The Detroit Pistons lost again. They have lost an incredible 28 consecutive games, and 29 of 31 played so far this season. What can you, a rational basketball fan, do with this information? Where does it go in your brain, unbidden and unchecked, tracing a bore-hole of charred devastation through your tender brain-meat, the way lightning leaves a sintered vein of fulgurite in soil? What happy memories are wiped out forever and replaced by this terrible knowledge, that the 2023–24 Detroit Pistons haven't won a basketball game in two entire months? What even are the names of your children?
The Pistons were in Boston Thursday night. This was, on paper, about as hopeless a task as these desperate goobers have faced all season: The Celtics entered the game fresh off a dominant road trip, winners of eight of nine overall, with a top-five offense and a top-five defense, and with the NBA's only unblemished home record. They recently flattened three consecutive very good Western Conference teams, beating the Clippers, Lakers, and Kings by an average of 24 points. The closest they've come to losing at home this season was a three-point victory over the Milwaukee Bucks in late November; apart from that game their average margin of victory in Boston is 17 points. Meanwhile—and this probably goes without saying—the Pistons have the worst road record in basketball.
Boston head coach Joe Mazzulla nevertheless warned his players that this could be a classic trap game. "Everybody comes into a game like this and it’s just like, ‘Oh, the Celtics are playing the Pistons, so they should win the game, and they’re just going to win the game.’ And they look at the record, and they create this emotional mindset of like, ‘Oh, this is easy,'" he recalled Thursday night. "I expected this to be one of the hardest games of the year."
The scoreboard tells me that this was, in fact, not one of Boston's hardest games of the year—the Celtics have lost six times, after all—but for a home win over the worst team in the history of the NBA, it was relatively complicated. The home team was lethargic early on, and the Pistons uncharacteristically waited a few minutes before they began throwing the ball exclusively to the opposition, and as a result Detroit took an early six-point lead.

## WRITTEN EXERCISE A
Answer these questions from the piece on the Detroit Pistons' losing streak:
(i) How many consecutive games had the Pistons lost?
(ii) Which three Western Conference teams did the Celtics beat by an average of 24 points?
(iii) How large was Detroit's early lead in the game in Boston?

## DATASET

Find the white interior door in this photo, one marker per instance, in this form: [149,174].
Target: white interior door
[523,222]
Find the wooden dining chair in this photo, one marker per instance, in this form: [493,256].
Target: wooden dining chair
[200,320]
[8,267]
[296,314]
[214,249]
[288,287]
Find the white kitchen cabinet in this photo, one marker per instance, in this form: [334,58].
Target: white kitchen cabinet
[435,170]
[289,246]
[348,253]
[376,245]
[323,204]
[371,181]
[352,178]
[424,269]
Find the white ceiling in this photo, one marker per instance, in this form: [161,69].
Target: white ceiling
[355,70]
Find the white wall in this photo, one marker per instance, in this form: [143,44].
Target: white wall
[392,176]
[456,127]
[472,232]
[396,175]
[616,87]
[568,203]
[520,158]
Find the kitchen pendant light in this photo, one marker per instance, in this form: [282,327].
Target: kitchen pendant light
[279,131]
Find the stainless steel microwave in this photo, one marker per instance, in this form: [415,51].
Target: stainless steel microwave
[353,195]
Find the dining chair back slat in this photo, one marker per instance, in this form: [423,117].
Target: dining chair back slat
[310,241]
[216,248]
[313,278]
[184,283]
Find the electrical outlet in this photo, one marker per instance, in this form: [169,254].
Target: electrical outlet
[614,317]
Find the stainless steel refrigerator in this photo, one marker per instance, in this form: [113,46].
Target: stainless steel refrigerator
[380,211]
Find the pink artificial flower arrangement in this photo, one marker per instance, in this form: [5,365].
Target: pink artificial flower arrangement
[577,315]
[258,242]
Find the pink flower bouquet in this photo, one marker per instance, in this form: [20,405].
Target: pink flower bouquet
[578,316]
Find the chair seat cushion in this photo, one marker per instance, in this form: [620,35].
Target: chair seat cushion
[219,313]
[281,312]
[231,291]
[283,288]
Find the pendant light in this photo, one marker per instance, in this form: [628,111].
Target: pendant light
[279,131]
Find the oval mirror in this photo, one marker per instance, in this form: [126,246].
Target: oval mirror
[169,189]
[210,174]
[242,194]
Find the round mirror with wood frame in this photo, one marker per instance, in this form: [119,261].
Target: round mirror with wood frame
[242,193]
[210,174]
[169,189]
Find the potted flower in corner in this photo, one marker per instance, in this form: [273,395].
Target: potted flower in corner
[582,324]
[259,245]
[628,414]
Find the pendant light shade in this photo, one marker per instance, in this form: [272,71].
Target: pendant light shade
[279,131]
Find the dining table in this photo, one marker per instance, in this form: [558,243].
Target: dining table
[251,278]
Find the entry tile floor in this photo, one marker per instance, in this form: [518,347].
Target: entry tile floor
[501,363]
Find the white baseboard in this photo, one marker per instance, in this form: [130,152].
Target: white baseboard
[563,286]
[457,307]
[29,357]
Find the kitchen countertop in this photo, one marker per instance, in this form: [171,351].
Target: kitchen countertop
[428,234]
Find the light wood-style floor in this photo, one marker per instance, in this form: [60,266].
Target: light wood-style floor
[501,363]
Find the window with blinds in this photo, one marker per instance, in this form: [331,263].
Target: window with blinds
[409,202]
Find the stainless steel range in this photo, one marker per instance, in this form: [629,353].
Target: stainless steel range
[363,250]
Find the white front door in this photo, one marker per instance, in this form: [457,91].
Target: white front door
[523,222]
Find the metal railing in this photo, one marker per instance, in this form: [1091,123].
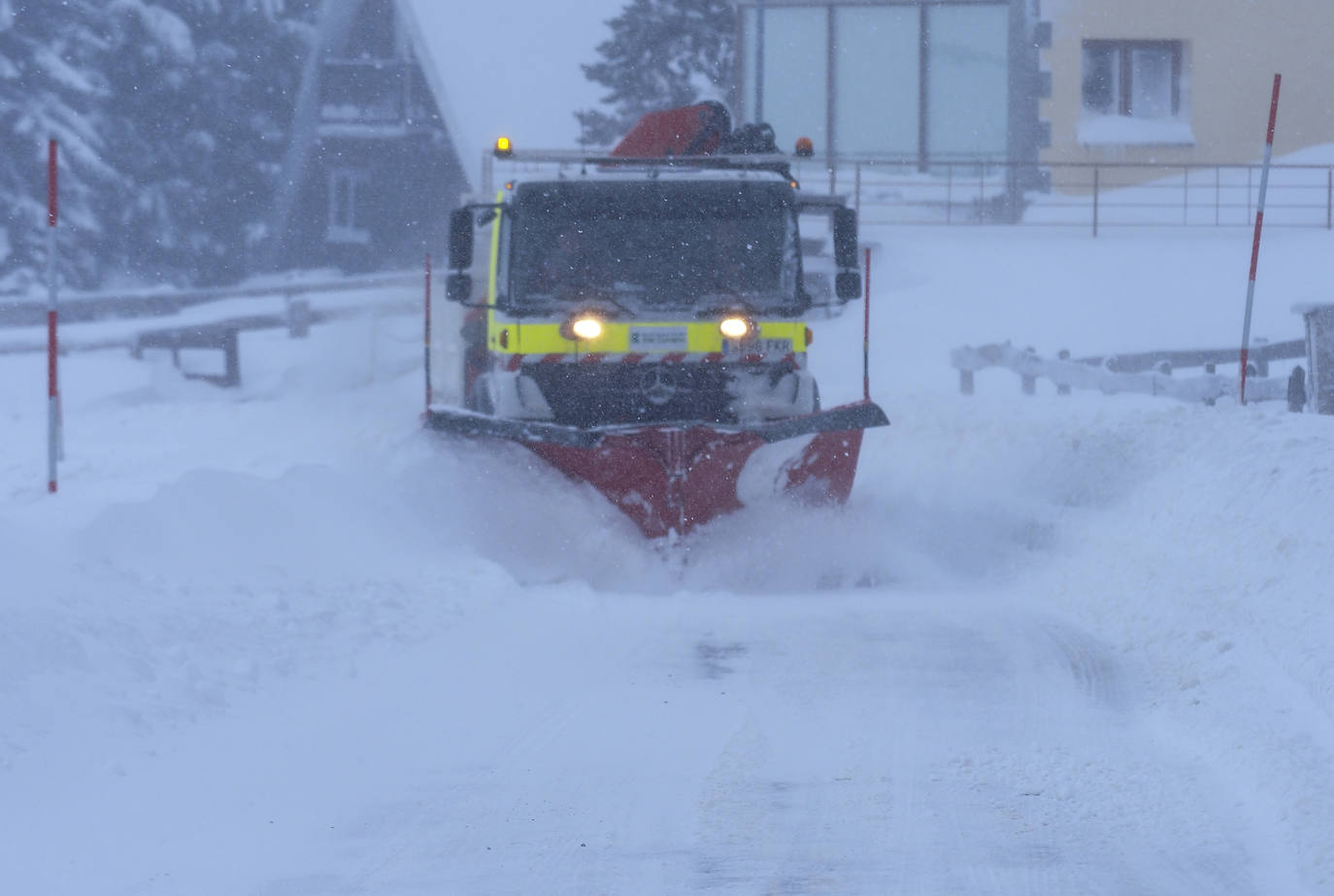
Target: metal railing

## WRITTEN EXERCISE B
Select every line of the records that contains the word "bouquet", treating uppercase and lowercase letters as different.

## CORRECT ANSWER A
(i) 28
(ii) The Clippers, the Lakers, and the Kings
(iii) Six points

## CORRECT ANSWER B
Find the pink flower bouquet in this photo, one marker per instance, in this form: [20,405].
Target: pink flower bouquet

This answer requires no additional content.